Renovabis-Chef Hartl: "Schlimm ist es, wenn Kinder zurückbleiben"

Pfarrer Christian Hartl ist seit Oktober 2016 Hauptgeschäftsführer von Renovabis, der Solidaritätsaktion deutscher Katholiken mit den Menschen in Osteuropa.
Foto: Thomas Schumann

Renovabis-Geschäftsführer Christian Hartl sieht, dass ein Mentalitätswandel in Osteuropa noch Geduld braucht. Doch die Jugend wolle etwas voranbringen.

Herr Pfarrer Hartl, Sie sind Hauptgeschäftsführer von Renovabis, der Solidaritätsaktion deutscher Katholiken mit den Menschen in Osteuropa. Wo werden Sie Heiligabend feiern?

Christian Hartl: Ich werde in einer kleinen Dorfpfarrei in meiner oberbayerischen Heimat sein und ich werde sicher an die vielen Menschen denken, denen ich in diesem Jahr begegnet bin. Für Renovabis unternahm ich viele Reisen; ich war in Litauen und Estland, in Bosnien und Herzegowina, Mazedonien, Georgien, Rumänien und Weißrussland.

Was würden Sie den Christen dort am liebsten unter den Christbaum legen?

# AUFGABEN:
1. Zitieren Sie aus dem Interview mit Christian Hartl wörtlich den Abschnitt, der mit „Christian Hartl: Ich“ beginnt und bis einschließlich „den Christbaum legen?“ reicht.
2. Seit wann ist Christian Hartl laut dem Interview Hauptgeschäftsführer von Renovabis?
Die Auflistung spielt hierfür keine Rolle.

# BEREITGESTELLTE DATEN:
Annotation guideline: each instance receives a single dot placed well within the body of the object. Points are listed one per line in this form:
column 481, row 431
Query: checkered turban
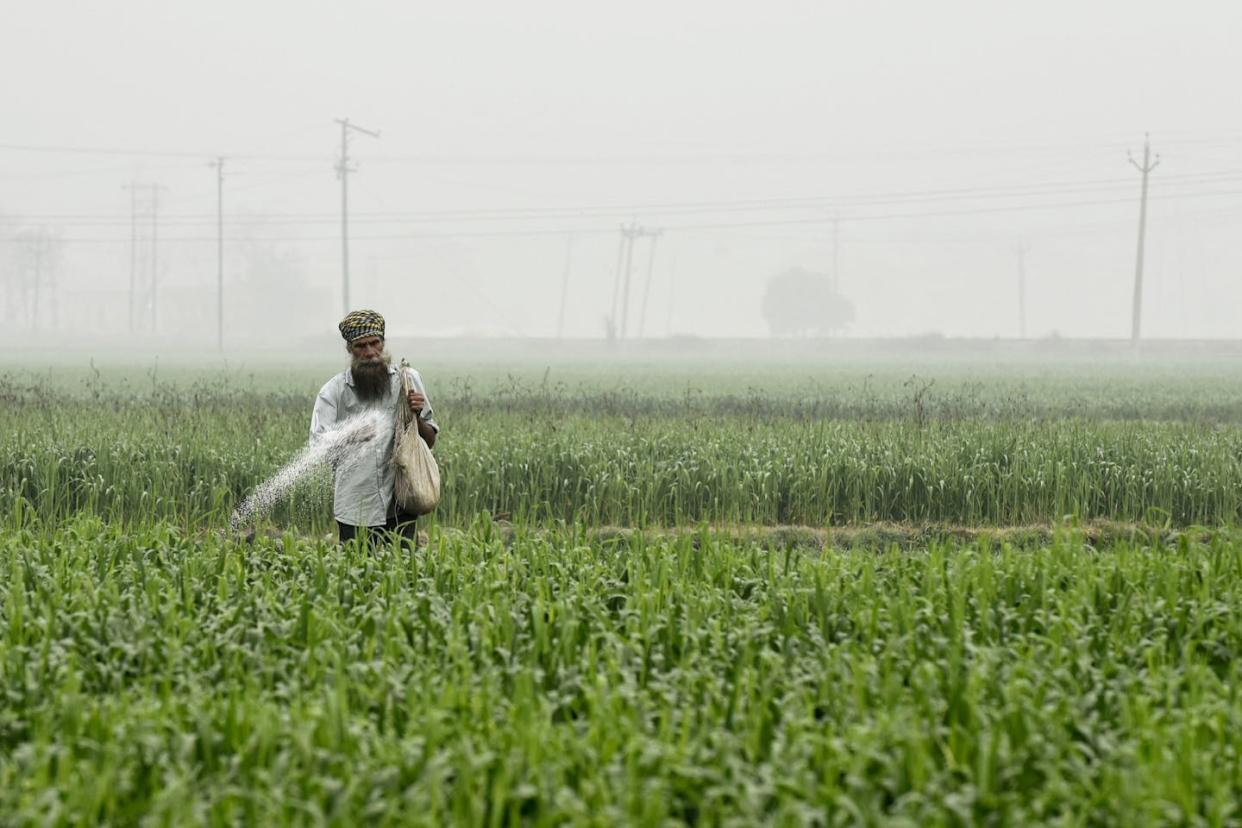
column 362, row 323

# LÖSUNGEN:
1.
Christian Hartl: Ich werde in einer kleinen Dorfpfarrei in meiner oberbayerischen Heimat sein und ich werde sicher an die vielen Menschen denken, denen ich in diesem Jahr begegnet bin. Für Renovabis unternahm ich viele Reisen; ich war in Litauen und Estland, in Bosnien und Herzegowina, Mazedonien, Georgien, Rumänien und Weißrussland.

Was würden Sie den Christen dort am liebsten unter den Christbaum legen?

2. Seit Oktober 2016.